* Provided passage
____

Diop Tehuti Djed-Hotep Spence (born 9 August 2000) is an English professional footballer who plays as a right-back for Ligue 1 club Rennes, on loan from Premier League club Tottenham Hotspur.

Early life
Spence is the younger brother of actress Karla-Simone Spence. He was born in England and is of Jamaican descent.

Club career

Middlesbrough
Spence signed for Middlesbrough on 1 July 2018, having previously been with Fulham's academy. He made his debut for Middlesbrough in the EFL Cup on 14 August 2018, appearing as a substitute versus Notts County at the Riverside Stadium. Spence made his league debut for Middlesbrough in a 1–0 win over Charlton Athletic on 7 December 2019, scoring his first league goal in a 1–0 win against Huddersfield Town on 26 December 2019.

On 11 January 2020 Spence won EFL Young Player of The Month, following his league debut, first goal and three clean sheets.

Loan to Nottingham Forest
On 1 September 2021, it was announced Spence would join Nottingham Forest on loan for the remainder of the season. He scored his first goal for Forest in a 3-0 win over Birmingham City on 2 October. Spence impressed in FA Cup victories over Premier League clubs Arsenal and Leicester City, scoring the fourth in a 4–1 victory over the latter.

____

* Given instruction A
According to the Djed Spence article, which academy was Spence with before he signed for Middlesbrough?
* Given instruction B
Which opposing clubs does the Djed Spence article name in matches Spence played?
* Given instruction C
Write the next part of the Djed Spence article, starting after its final sentence.

* Information provided
____

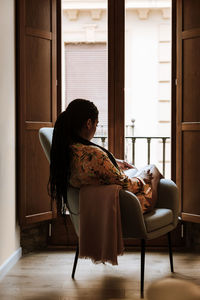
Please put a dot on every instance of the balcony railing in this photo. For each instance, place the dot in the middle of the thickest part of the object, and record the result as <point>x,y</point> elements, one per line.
<point>102,141</point>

____

* Task output A
Fulham's academy.

* Task output B
Notts County, Charlton Athletic, Huddersfield Town, Birmingham City, Arsenal, and Leicester City.

* Task output C
Spence was awarded the EFL Championship Player of the Month award for March 2022 as well as being nominated for the Goal of the Month award following his long range strike against Queens Park Rangers which he was ultimately awarded. Having also been nominated for the Championship Young Player of the Season, Spence made it a hat-trick of awards for March 2022 when he won the EFL Young Player of the Month award for the second time in his career.

Spence played a vital role in Nottingham Forest's promotion winning side, and was featured in both the EFL Championship Team of the Season and the PFA Championship team of the season.

Tottenham Hotspur

On 19 July 2022, Tottenham Hotspur announced the signing of Spence on a five-year deal, for a reported fee of £20 million. He made his Tottenham debut on 29 August, coming on as a late substitute in a 2-0 win against Nottingham Forest.

Loan to Rennes
On 31 January 2023, Spence joined Ligue 1 side Rennes on a loan until the end of the season.

International career
In March 2022, Spence earned a first international call up to the England Under-21 squad for the upcoming Under-21 European Championship Qualifying matches against Andorra and Albania. He made his debut as a substitute during a 3-0 victory away to the latter on 29 March 2022.

Style of play 
Spence primarily plays as a right-back, and is known for his pace and dribbling ability. He has been praised by the likes of Ian Wright, who described him as "combative, technical, swashbuckling", and Wes Morgan, who compared him to a Rolls-Royce.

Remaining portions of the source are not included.